====== Text
In 1983, the pool area underwent renovation. This work included the replacement of the circulation pipe work, the plant room and water treatment plant, the concrete concourses around the pool and the substitution of skimmer boxes for scum gutters. More recently, the pools have been lined with fibreglass and fibreglass features have been added to the children's pool.

The Dalby Pool Complex remains the venue for large swimming carnivals, one of which, the Dalby Open, attracted 1734 nominations in 2002.

== Description ==
The pool complex is in a parkland setting to the rear of Dalby War Memorial and Gates and adjacent to Myall Creek. It is part of a large recreational precinct which includes a lawn bowls club and croquet club.

The open-air pool complex is approached from Patrick Street by twin paths that divide behind the war memorial, to which the pool pavilion forms a backdrop. A formal arrangement of garden beds and flagpoles fills this space.

The symmetrically placed entry pavilion is a single storey rectangular building spanning the width of the pool complex. It has a hipped roof with gables at each end of the front and a central gabled porch leading to turnstiles and the pool area. This area contains granite panels commemorating the opening of the pool complex. The building is clad with weatherboards on the lower section with panels of fibrous cement sheeting above. It is lit by six pane casement windows. The south-east part of the building contains a service area and kiosk and club meeting rooms are located in the north-west end of the building.

The rear of the building also has a central gabled porch and a timber pergola over a paved area that separates the building from the pool.

Positioned between the entry pavilion and the main pool, and at right-angles to the latter, is a children's pool measuring 15.2 by 8.4 m. It has recent additions of fibreglass rocks and play features. The main pool measures 50 by 15.2 m. Concrete concourses and lawns surround the pool and a spectators' stand is positioned along one side, with changing rooms beneath. There is a brick plant room at the far end of the pool.

Also located within the pool complex grounds is a pool caretaker's residence. This is a small, high-set, timber cottage with an enclosed front verandah.

The Arthur G Obst Stand is not the original structure and is not considered significant for heritage purposes.

== Heritage listing ==
Dalby Swimming Pool Complex was listed on the Queensland Heritage Register on 20 March 2008 having satisfied the following criteria.

The place is important in demonstrating the evolution or pattern of Queensland's history.

The Dalby Swimming Pool complex, constructed and opened in 1936, is important in demonstrating the development of competition swimming in Queensland. As an Olympic standard pool built in the 1930s, it illustrates the surge of public interest both in competitive and recreational swimming during the interwar period. As a facility which demonstrated how artesian water might be used to the advantage of a community, the Dalby Swimming Pool also is important in demonstrating the pattern of Queensland's history. It is also important in illustrating the 1930s expansion of civic work in the former prickly pear belt, following the eradication of this pest in the late 1920s and early 1930s. As land cleared of prickly pear cactus was utilised for agriculture, grazing and dairying, towns throughout the prickly pear belt, especially Dalby, Chinchilla and Miles, experienced renewed growth and prosperity.

The place demonstrates rare, uncommon or endangered aspects of Queensland's cultural heritage.

The Dalby Swimming Pool complex is rare as the earliest identified surviving Olympic-sized swimming pool complex in Queensland. It is the earliest known Olympic Pool complex constructed in Queensland outside Brisbane, and retains its two pools (competition and children's), entrance pavilion, and caretaker's residence.

The place has a strong or special association with a particular community or cultural group for social, cultural or spiritual reasons.

The Dalby Swimming Pool Complex has a strong association with the community of Dalby and the surrounding area as an important sports venue for swimming events, enabling Dalby swimmers access to wider Australian competition, and has at times attracted Australian/international swimming stars.
============
====== Stored data
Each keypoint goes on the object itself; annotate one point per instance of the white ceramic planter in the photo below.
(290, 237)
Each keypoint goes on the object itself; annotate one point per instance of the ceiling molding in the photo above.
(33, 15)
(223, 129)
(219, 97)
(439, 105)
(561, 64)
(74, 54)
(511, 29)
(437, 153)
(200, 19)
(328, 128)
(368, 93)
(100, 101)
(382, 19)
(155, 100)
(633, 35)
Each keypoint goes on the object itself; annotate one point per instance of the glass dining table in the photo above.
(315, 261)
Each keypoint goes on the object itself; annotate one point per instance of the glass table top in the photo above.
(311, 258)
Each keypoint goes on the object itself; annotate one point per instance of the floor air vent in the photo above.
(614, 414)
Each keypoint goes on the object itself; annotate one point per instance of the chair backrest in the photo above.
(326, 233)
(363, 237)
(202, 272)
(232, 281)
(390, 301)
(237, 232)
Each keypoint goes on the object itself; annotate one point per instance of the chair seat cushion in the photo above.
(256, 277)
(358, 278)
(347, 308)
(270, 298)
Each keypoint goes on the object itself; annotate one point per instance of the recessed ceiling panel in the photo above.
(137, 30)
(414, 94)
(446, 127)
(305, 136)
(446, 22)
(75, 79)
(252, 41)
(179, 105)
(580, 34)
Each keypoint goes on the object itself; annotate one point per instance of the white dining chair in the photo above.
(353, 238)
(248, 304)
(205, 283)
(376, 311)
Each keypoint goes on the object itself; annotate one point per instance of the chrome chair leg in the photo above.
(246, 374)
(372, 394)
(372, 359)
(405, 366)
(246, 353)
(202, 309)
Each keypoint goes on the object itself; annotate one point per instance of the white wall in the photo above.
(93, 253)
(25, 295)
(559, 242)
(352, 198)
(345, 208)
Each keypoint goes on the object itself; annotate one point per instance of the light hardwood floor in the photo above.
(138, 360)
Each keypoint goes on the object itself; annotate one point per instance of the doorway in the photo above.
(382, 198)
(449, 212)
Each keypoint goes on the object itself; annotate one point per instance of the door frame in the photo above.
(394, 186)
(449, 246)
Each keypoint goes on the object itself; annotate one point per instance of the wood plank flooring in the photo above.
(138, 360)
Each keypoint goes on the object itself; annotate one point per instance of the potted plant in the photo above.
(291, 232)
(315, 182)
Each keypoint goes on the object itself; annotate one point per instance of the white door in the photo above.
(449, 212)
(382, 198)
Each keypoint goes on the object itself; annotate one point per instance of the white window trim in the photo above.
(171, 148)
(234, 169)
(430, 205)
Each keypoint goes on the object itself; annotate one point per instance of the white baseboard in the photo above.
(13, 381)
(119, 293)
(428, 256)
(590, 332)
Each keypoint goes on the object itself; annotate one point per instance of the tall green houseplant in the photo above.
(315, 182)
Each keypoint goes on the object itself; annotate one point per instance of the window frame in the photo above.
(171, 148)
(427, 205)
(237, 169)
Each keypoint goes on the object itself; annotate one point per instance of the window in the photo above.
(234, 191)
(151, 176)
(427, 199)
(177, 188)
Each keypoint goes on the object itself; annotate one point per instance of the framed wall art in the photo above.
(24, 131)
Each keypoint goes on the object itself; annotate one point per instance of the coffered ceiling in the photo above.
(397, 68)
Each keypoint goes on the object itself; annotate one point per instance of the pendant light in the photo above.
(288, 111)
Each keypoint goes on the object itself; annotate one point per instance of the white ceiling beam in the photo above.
============
Can you extract the part of the Dalby pool text starting with "The place has" and going on through "Australian/international swimming stars.", copying it word for word? The records have no connection to the text about the Dalby pool complex.

The place has a strong or special association with a particular community or cultural group for social, cultural or spiritual reasons.

The Dalby Swimming Pool Complex has a strong association with the community of Dalby and the surrounding area as an important sports venue for swimming events, enabling Dalby swimmers access to wider Australian competition, and has at times attracted Australian/international swimming stars.